*** MATERIAL TO PROCESS ***
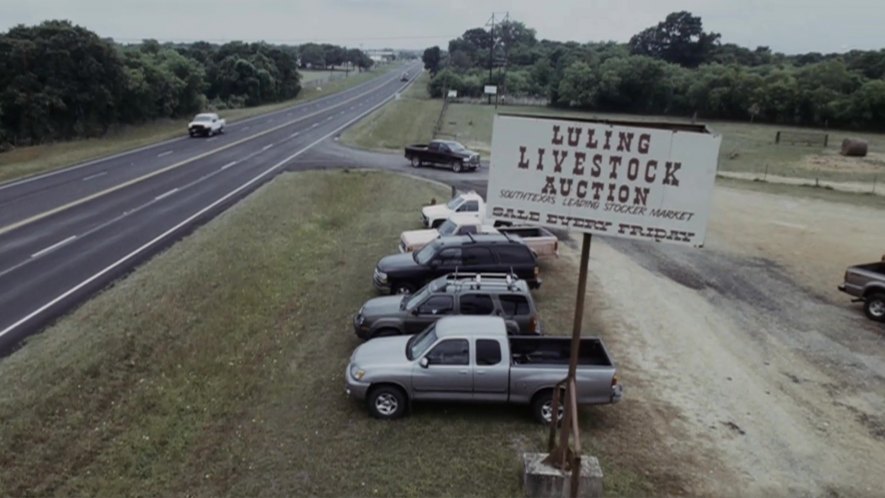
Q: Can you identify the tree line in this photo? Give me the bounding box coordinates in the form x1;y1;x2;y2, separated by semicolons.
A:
422;12;885;130
0;20;375;149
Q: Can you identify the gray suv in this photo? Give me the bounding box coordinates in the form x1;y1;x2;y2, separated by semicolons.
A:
354;273;541;340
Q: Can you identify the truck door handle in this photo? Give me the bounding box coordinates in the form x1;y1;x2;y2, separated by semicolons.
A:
459;370;469;375
476;370;486;375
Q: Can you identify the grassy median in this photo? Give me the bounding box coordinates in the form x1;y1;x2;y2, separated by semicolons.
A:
0;64;398;185
0;170;654;497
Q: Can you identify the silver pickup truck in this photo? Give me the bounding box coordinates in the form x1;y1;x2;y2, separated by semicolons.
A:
839;259;885;321
345;315;623;423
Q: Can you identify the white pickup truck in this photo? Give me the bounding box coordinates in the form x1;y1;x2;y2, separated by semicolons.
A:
400;213;559;257
420;191;485;229
188;113;225;137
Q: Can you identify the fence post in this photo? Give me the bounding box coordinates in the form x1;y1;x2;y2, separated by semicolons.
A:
824;134;829;147
775;131;781;144
763;164;769;181
874;175;878;194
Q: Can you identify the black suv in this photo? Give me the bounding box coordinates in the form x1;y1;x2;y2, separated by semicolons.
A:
372;234;541;295
355;273;542;339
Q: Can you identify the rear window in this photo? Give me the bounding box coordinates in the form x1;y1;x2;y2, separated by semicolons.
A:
476;339;502;366
492;245;533;264
459;294;495;315
499;295;531;316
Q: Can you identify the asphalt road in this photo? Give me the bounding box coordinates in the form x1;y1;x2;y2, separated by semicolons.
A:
0;62;422;351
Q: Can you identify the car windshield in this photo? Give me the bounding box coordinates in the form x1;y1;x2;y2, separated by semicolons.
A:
194;115;212;122
437;219;457;236
414;240;440;265
406;324;438;360
405;284;432;310
446;196;463;209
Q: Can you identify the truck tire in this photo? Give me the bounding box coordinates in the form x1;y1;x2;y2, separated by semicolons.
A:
410;156;421;168
391;282;416;295
864;293;885;321
431;219;444;229
367;385;407;419
452;160;463;173
531;390;563;425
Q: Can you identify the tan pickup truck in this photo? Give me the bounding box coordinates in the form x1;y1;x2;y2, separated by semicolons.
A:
400;213;559;257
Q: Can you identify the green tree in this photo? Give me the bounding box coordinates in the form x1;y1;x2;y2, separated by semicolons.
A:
422;46;442;75
628;11;721;67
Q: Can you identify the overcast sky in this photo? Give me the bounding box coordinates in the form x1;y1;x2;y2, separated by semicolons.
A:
1;0;882;54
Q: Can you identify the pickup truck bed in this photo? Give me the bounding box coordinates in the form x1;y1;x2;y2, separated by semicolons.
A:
498;226;559;257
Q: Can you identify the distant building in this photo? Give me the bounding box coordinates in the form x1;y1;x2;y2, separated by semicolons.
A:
366;49;396;63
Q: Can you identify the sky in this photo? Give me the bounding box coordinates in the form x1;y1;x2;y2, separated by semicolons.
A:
1;0;883;54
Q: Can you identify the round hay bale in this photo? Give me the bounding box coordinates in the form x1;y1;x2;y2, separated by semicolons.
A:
840;138;868;157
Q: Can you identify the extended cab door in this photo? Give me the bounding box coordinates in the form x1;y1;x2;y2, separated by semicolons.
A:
412;338;472;400
472;338;509;402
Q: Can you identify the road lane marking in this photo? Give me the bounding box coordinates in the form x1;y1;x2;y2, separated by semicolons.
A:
82;171;107;182
207;137;217;142
220;161;237;170
288;131;300;138
311;123;319;128
0;73;418;340
31;236;77;259
243;126;251;130
262;144;274;151
0;66;415;193
154;188;179;201
0;76;408;237
157;150;173;158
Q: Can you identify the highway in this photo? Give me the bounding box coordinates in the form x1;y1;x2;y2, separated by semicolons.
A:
0;62;422;351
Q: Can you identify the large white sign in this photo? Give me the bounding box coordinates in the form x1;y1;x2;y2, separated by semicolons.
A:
487;114;722;247
484;85;498;95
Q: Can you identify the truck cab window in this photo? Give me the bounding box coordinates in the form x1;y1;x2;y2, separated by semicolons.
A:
476;339;502;366
457;201;479;212
462;247;494;265
460;294;495;315
437;248;463;266
418;296;454;315
425;339;469;365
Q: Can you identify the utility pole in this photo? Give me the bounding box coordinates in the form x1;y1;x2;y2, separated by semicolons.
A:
486;13;495;105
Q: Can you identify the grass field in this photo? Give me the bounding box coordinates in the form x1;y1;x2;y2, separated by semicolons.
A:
338;82;885;185
0;63;397;185
340;71;442;152
0;170;652;497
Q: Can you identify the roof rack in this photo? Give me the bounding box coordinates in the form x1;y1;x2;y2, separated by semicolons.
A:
442;271;522;291
465;232;476;243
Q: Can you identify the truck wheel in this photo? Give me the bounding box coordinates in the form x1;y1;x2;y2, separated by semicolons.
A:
452;160;463;173
410;156;421;168
367;385;407;419
391;282;415;295
532;390;563;425
864;293;885;321
431;219;444;229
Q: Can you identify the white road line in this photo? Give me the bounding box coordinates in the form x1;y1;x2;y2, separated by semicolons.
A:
311;123;319;128
327;116;334;121
154;188;179;201
82;171;107;182
220;161;237;170
31;236;77;259
262;144;274;151
206;137;217;142
243;126;251;130
0;73;417;340
0;65;416;192
157;150;173;158
288;131;300;138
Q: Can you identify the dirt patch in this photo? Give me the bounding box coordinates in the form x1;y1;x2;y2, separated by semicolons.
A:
578;184;885;496
806;151;885;174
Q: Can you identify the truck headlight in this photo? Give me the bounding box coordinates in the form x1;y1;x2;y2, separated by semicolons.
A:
375;270;388;283
350;365;366;381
*** End of MATERIAL TO PROCESS ***
Verbatim reproduction of every entry is needed, with the images left out.

■ PROBLEM SOLUTION:
Q: Can you identify the tree line in this photo? Give me the bounding box coordinates in the form x1;y1;x2;y2, separated by semicolons.
A:
422;12;885;130
0;20;375;149
Q: Can you identify the gray suv in this photo? Give me the bounding box coordinates in the form x1;y1;x2;y2, separated by semicolons.
A:
354;273;541;340
Q: Can you identify the truck door handle in this photo? Give me the bounding box coordinates in the form x1;y1;x2;y2, separated by semicolons.
A:
459;370;469;375
476;370;486;375
Q: Can you identify the grassy median in this photo? Give me the bounding box coordinates in the form x1;y1;x2;y2, separated by semicolons.
A:
0;64;398;185
0;170;654;497
Q: Can you identify the silver pickup truck in this photo? Give me the bounding box coordinates in the form x1;y1;x2;y2, separated by semicolons.
A:
839;259;885;321
345;315;623;423
Q: Can you identify the white pickup truck in this photo? Give me the bounding box coordinates in the form x1;y1;x2;y2, separated by semicolons.
A:
400;213;559;257
420;191;485;229
188;113;225;137
Q: Can you identify the fence post in this photo? Give me the bounding box coordinates in the form x1;y1;x2;y2, separated by semicolons.
A:
824;134;829;147
775;131;781;144
763;164;769;181
874;175;878;194
Q: Can you identify the black suv in this photo? Give me the bounding box coordinates in the form x1;y1;x2;y2, separated by semicolons.
A:
372;234;541;295
355;273;542;339
Q: Can you identify the rear window in this photo? Give me the bounding box coordinates in the form x1;y1;x2;y2, separated by semicolons.
A:
476;339;502;366
492;245;533;264
459;294;495;315
499;295;531;316
Q: Can you identify the asphalt road in this photo? Give me the bounding box coordinates in the form x1;y1;x2;y2, separated by semicolons.
A:
0;62;422;351
Q: Can you identify the car windshield in this photo? Give me the bounding box coordinates in the form x1;y1;x2;y2, separated by semicolons.
A:
194;115;212;122
437;219;457;236
414;240;440;265
406;324;438;360
405;284;432;310
446;196;463;209
Q: Can you identify the truck tire in this photo? Give me the bounding box coordinates in the form x1;y1;x2;y2, separated by semicolons.
A:
410;156;421;168
391;282;416;295
864;293;885;321
431;219;444;229
367;385;407;419
452;160;463;173
531;390;563;425
Q: Can you identify the tan pickup truck in this photo? Give me the bounding box coordinates in the form x1;y1;x2;y2, separated by semicolons.
A:
400;213;559;257
Q: Can you identify the green tree in this photo? Give me the bounding box coordinates in the form x1;y1;x2;y2, separated by semicolons.
A:
422;46;442;75
628;11;721;67
Q: Can you identify the overcast sky in this photo? Give me the bounding box coordinates in the form x1;y1;x2;y2, separated by semicolons.
A:
1;0;882;54
Q: Can you identify the pickup truck bed in this photo? Give me the bounding box coordinates in the form x1;y1;x2;y2, separated by semicolons.
A:
498;226;559;257
Q: Can you identify the distant building in this photo? Give me the bounding box coordinates in the form x1;y1;x2;y2, separated by semicolons.
A:
366;49;396;63
Q: Can you identify the sky in this photo? Give me the bounding box coordinates in the form x1;y1;x2;y2, separated by semicolons.
A:
1;0;883;54
Q: Can you identify the round hay bale in this photo? Give me the bounding box coordinates in the form x1;y1;x2;y2, separated by semicolons.
A:
840;138;868;157
Q: Can you identify the extended cab door in this photo? Give me the bounding box coordinates in the form x1;y1;x2;y2, separated by semicolons.
A:
412;338;472;400
472;338;509;402
Q: Can you identify the road lane marking in this photo? Give me the bounding box coordinates in the form x1;y1;x2;y2, separated by semicolons.
A:
82;171;107;182
207;137;217;142
220;161;237;170
288;131;300;138
311;123;319;128
0;73;418;340
31;236;77;259
243;126;251;130
262;144;274;151
0;66;415;193
154;188;179;201
0;76;408;237
157;150;173;158
Q: Can you identify the highway in this photo? Give me the bounding box coordinates in the form x1;y1;x2;y2, separated by semicolons.
A:
0;62;422;351
Q: Can you identify the large white sign in this photo? Give me the bounding box coordinates in the form x1;y1;x2;y2, separated by semicolons.
A:
487;114;722;247
484;85;498;95
Q: Can you identify the truck cab window in this photo? Give me the bounding box coordinates in the form x1;y1;x2;y2, separated by semicolons.
A:
476;339;502;366
457;201;479;212
462;247;494;265
460;294;495;315
437;248;463;266
418;296;454;315
425;339;469;365
Q: Can you identify the utility pole in this photo? Give me the bounding box coordinates in the form x1;y1;x2;y2, separated by semicolons.
A:
486;13;495;105
Q: Can you identify the grass field in this photo? Give me the bounding box coordinates in the form x1;y1;x2;y2, separated by semicolons.
A:
338;82;885;185
0;63;397;185
340;71;442;152
0;170;652;497
Q: Can you identify the roof rack in this photo? Give me the bounding box coordinates in the form x1;y1;x2;y2, separated by semicolons.
A:
442;271;522;291
465;232;476;243
Q: Can you identify the truck wheel in this photo? Give me the bounding box coordinates in the form x1;y1;x2;y2, separated by semicolons.
A:
452;160;463;173
410;156;421;168
367;385;407;419
391;282;415;295
532;390;563;425
864;293;885;321
431;219;444;229
Q: Can you identify the white road line in this photo? Give me the bounding box coordinates in the form x1;y1;x2;y2, separated by semicolons.
A:
311;123;319;128
327;116;334;121
154;188;179;201
82;171;107;182
220;161;237;170
31;236;77;259
262;144;274;151
206;137;217;142
243;126;251;130
0;73;417;340
0;65;416;192
157;150;173;158
288;131;300;138
Q: Can you identify the dirt patch in this photo? Give me the bounding box coordinates in the form x1;y1;x2;y2, separated by semicolons.
A:
578;184;885;496
806;151;885;174
Q: Can you identify the truck headlight in this photo? Give me the bounding box coordinates in the form x1;y1;x2;y2, separated by semicolons.
A:
375;270;388;283
350;365;366;381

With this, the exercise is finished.